— begin Data extract —

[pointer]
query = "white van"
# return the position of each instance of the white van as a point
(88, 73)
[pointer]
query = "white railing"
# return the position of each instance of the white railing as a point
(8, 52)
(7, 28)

— end Data extract —

→ Goal
Arrange every line of the listing above as a numbered list, leaving out any blank lines.

→ Complete output
1. [pointer]
2. query = "white van"
3. # return the position of each instance of the white van as a point
4. (88, 73)
5. [pointer]
6. query = "white railing"
7. # return the position of each instance of the white railing as a point
8. (8, 52)
9. (7, 28)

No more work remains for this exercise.